Natural language region descriptions
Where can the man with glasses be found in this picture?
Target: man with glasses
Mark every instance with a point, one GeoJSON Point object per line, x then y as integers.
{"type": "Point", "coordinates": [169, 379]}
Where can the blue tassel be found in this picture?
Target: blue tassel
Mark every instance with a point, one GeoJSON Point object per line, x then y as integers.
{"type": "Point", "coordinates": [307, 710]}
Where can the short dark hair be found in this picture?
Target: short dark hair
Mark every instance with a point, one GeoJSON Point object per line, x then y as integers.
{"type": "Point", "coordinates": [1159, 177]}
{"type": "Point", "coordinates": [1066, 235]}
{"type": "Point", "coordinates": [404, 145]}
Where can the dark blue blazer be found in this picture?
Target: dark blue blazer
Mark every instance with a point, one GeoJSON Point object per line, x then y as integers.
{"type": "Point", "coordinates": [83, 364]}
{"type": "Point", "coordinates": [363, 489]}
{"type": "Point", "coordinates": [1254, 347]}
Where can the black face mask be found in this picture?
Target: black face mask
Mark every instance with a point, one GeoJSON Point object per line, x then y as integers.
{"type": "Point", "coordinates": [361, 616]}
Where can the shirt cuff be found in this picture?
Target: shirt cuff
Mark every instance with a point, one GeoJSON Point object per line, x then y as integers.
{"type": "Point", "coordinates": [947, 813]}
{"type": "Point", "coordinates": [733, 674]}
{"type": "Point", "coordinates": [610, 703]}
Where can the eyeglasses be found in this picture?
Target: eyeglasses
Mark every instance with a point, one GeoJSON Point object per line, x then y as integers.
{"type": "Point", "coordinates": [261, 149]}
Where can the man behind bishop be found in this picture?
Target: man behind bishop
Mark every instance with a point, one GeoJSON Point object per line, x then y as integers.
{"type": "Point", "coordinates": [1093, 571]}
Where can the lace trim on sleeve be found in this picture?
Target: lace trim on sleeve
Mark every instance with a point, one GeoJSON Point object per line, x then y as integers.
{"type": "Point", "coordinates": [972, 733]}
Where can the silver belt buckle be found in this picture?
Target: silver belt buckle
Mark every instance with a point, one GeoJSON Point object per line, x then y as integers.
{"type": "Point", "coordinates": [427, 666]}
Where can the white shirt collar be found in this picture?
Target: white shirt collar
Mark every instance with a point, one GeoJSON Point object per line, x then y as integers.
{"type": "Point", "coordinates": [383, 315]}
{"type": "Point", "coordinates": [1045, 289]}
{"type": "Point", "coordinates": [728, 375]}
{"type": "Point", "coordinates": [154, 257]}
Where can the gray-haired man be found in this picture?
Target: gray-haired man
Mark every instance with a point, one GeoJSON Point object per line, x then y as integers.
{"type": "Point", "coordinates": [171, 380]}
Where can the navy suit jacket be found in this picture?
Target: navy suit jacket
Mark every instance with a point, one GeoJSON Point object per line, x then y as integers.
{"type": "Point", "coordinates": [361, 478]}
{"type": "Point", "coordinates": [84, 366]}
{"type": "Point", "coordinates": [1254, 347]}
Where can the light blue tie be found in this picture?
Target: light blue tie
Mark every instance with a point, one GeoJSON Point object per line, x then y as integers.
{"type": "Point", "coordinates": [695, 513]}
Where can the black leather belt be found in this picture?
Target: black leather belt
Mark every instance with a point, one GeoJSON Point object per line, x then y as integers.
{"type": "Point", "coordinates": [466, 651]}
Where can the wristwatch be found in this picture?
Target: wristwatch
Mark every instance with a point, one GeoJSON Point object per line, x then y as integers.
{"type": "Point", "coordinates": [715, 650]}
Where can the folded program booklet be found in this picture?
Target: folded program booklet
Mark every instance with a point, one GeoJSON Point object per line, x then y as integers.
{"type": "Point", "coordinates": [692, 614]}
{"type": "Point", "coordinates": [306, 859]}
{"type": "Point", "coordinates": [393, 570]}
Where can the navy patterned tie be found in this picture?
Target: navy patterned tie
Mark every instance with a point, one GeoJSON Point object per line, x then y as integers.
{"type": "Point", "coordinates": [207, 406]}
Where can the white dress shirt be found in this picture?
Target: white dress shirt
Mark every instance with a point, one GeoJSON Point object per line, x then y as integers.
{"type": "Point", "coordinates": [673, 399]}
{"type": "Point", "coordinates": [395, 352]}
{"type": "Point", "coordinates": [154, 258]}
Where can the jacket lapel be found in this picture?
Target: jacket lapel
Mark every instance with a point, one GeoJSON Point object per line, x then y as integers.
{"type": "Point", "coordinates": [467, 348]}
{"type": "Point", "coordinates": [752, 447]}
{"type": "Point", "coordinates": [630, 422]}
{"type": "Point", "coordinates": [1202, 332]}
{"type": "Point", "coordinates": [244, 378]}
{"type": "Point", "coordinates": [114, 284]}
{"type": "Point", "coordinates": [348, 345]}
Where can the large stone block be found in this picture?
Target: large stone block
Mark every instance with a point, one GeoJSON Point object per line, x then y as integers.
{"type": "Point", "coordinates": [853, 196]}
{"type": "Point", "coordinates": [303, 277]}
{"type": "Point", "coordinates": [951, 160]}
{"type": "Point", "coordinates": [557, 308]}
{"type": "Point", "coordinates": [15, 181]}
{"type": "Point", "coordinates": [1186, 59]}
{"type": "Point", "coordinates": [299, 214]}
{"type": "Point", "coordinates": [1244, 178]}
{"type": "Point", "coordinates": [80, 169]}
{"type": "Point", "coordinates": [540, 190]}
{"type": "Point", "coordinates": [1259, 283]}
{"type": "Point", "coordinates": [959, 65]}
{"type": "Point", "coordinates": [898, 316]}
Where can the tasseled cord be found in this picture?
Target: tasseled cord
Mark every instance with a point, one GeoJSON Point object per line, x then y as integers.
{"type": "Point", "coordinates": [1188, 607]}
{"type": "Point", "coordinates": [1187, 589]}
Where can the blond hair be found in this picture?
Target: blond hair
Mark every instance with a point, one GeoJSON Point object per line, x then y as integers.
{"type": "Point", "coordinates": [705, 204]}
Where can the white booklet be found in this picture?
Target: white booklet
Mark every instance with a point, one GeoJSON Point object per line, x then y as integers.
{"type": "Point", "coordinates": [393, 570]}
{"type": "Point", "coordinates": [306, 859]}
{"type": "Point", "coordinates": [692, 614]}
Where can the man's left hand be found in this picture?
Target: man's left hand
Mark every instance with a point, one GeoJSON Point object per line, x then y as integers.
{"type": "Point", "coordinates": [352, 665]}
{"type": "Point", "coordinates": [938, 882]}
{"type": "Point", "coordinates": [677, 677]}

> _Problem requirements_
Return each line of the entries that holds the string "collar".

> _Answer box_
Where can the white shirt collar be found in this picture?
Target: white shirt collar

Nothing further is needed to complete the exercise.